CUPLIKAN TEKS —

* * * * *

Minggu, 17 September 2017

Nasib Waktu Pengungkapan Sejarah 1965-1966


17 September 2017 15:53

Laskar Merah Putih dan FPI datangi gedung LBH. (Foto: Fadjar Hadi/kumparan)

Seminar bertema “Pengungkapan Kebenaran Sejarah 1965/1966” yang mestinya dilaksanakan di Yayasan Lembaga Bantuan Hukum Indonesia (YLBHI) Jalan Diponegoro Nomor 74, Jakarta Pusat, dibatalkan Sabtu kemarin (16/9). Kepolisian memblokade dan merangsek masuk ke dalam gedung untuk membubarkan acara tersebut.

Orang-orang yang berkumpul hendak mengikuti seminar--sebagian sudah sepuh dan berjalan dengan tongkat, juga panitia yang tengah berdiskusi tentang situasi yang berkembang, segera dibubarkan.

Dalam sejarah YLBHI, jarang sekali gedung mereka--yang selama ini menjadi simbol penggawa demokrasi dan perlawanan terhadap otoritarianisme--menjadi target tindakan represif aparat keamanan. Pun tidak pada masa Orde Baru.

Blokade seminar di YLBHI (Foto: Dok. Nursjahbani)

Sejarah negara-bangsa Republik Indonesia pada medio gelap Orde Baru--yang dimulai dengan serangkaian aksi kekerasan terorganisir sejak kup Oktober 1965--memang kerap dianggap tabu untuk dibicarakan. Alasan populer yang mengemuka selalu tak jauh dari tudingan “kebangkitan komunisme” atau “komunisme gaya baru”.

Tak heran, hampir setiap ruang publik yang menjadi arena lalu lintas pertukaran pikiran dalam mengungkap sejarah yang disebut-sebut sebagai salah satu kejahatan kemanusiaan terbesar abad ke-20 itu mendapat tekanan.

Nyatanya, tekanan selamanya tak dapat menutup pencarian kebenaran.
Para penyintas menuntut keadilan atas perampasan hak asasi manusia dan hak sebagai warga negara yang sah. Akademisi menuntut keadilan penulisan sejarah dan pengetahuan yang terang-benderang.

Muda-mudi, generasi baru yang tak memiliki beban sejarah seperti para pendahulunya, menginginkan jaminan penghormatan negara atas hak asasi manusia di masa depan dengan kejujuran untuk membuka tubir gelap sejarah di masa lalu.

Pada titik itu, seminar “Pengungkapan Kebenaran Sejarah 1965/1966” merupakan bagian dari napas panjang sejak kediktatoran Soeharto tumbang pada 1998.

Konferensi pers YLBHI (Foto: Dok. Tim Advokasi Seminar 1965)

Bergulirnya Reformasi memang membawa musim semi demokrasi. Setahun setelah rezim Soeharto runtuh, pada 1999, lahir Undang-Undang Nomor 39 Tahun 1999 mengenai Hak Asasi Manusia. Tahun berikutnya, 2000, lahir Undang-Undang Nomor 26 Tahun 2000 tentang Pengadilan HAM.

* * * * *

DATA HASIL EKSTRAKSI —

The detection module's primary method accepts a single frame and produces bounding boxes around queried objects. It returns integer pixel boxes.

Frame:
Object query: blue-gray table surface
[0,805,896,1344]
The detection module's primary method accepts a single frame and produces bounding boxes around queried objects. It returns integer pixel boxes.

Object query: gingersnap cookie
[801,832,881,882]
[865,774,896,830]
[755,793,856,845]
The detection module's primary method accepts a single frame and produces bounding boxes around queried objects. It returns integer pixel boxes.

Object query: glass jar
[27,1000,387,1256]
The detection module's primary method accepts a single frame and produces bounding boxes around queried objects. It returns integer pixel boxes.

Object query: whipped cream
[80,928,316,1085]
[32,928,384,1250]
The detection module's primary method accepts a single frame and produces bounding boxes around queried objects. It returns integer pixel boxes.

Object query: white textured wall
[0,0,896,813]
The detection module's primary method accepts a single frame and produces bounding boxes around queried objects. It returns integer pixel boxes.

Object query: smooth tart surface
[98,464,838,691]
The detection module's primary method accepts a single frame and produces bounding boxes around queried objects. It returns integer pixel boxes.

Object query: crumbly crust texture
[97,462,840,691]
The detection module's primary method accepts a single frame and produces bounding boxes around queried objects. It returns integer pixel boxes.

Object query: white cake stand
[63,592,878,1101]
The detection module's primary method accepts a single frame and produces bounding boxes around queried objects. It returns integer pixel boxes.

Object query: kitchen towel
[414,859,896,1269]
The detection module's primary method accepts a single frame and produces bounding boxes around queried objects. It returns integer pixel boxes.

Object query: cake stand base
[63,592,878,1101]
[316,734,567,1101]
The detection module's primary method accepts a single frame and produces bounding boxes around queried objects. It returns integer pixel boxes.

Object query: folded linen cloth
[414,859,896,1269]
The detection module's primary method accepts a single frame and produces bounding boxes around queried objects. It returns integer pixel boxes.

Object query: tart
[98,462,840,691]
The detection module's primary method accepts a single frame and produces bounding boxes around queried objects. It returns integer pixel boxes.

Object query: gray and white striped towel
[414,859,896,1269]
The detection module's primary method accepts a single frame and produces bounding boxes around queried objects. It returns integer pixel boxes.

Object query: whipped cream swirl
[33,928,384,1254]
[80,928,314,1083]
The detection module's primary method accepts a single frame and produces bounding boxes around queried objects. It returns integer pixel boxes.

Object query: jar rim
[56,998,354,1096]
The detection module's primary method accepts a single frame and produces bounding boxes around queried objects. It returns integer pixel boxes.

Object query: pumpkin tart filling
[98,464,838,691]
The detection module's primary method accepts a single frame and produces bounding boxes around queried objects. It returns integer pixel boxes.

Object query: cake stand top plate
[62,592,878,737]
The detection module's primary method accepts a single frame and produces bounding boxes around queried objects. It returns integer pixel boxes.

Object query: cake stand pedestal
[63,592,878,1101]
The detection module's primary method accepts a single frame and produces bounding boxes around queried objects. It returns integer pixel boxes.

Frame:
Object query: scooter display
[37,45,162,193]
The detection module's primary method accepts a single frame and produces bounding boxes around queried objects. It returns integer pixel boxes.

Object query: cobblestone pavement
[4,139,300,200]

* * * * *

Terjemahkan kalimat "Nyatanya, tekanan selamanya tak dapat menutup pencarian kebenaran." dari cuplikan teks tentang seminar sejarah 1965/1966 ke dalam bahasa Inggris.

HASIL TUGAS INI —
In reality, pressure can never shut down the search for truth.